— start of Document section —

Re Katherine Scerri and Ors (as Legal Personal Representatives of Giovanna Scicluna, Deceased)

Case

[2017] VSC 368

21 June 2017

IN THE SUPREME COURT OF VICTORIA Not Restricted

AT MELBOURNE

COMMON LAW DIVISION
PROPERTY LIST

S CI 2016 05021

KATHERINE SCERRI, TESSIE MAGRO, RITA MAGRO AND MICHELINA BORG (AS LEGAL PERSONAL REPRESENTATIVES OF GIOVANNA SCICLUNA, DECEASED) Plaintiffs

---

JUDGE:

IERODIACONOU AsJ

WHERE HELD:

Melbourne

DATE OF HEARING:

21 June 2017

DATE OF JUDGMENT:

21 June 2017

CASE MAY BE CITED AS:

Re Katherine Scerri & Ors (as Legal Personal Representatives of Giovanna Scicluna, Deceased)

MEDIUM NEUTRAL CITATION:

[2017] VSC 368

---

PROPERTY – Restrictive covenant – Application to modify – Property Law Act 1958 (Vic) s 84(1)(c) – Modification sought to increase number of dwelling houses permitted on land – Burden on applicant to show that those with benefit of covenant will not be substantially injured – Oostemeyer v Powell [2016] VSC 491, applied – Failure to provide specific plans – Absence of objectors – Burden of proof not discharged – Application refused.

— end of Document section —
— start of Dataset extract —

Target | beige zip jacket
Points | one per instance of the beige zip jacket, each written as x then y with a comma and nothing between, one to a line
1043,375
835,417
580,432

— end of Dataset extract —

- Things to do:
A – According to the case header, which judge heard the matter?
B – Reproduce the case header word for word between "PROPERTY – Restrictive" and "discharged – Application refused.", inclusive.

- Written answers:
A – Ierodiaconou AsJ

B –
PROPERTY – Restrictive covenant – Application to modify – Property Law Act 1958 (Vic) s 84(1)(c) – Modification sought to increase number of dwelling houses permitted on land – Burden on applicant to show that those with benefit of covenant will not be substantially injured – Oostemeyer v Powell [2016] VSC 491, applied – Failure to provide specific plans – Absence of objectors – Burden of proof not discharged – Application refused.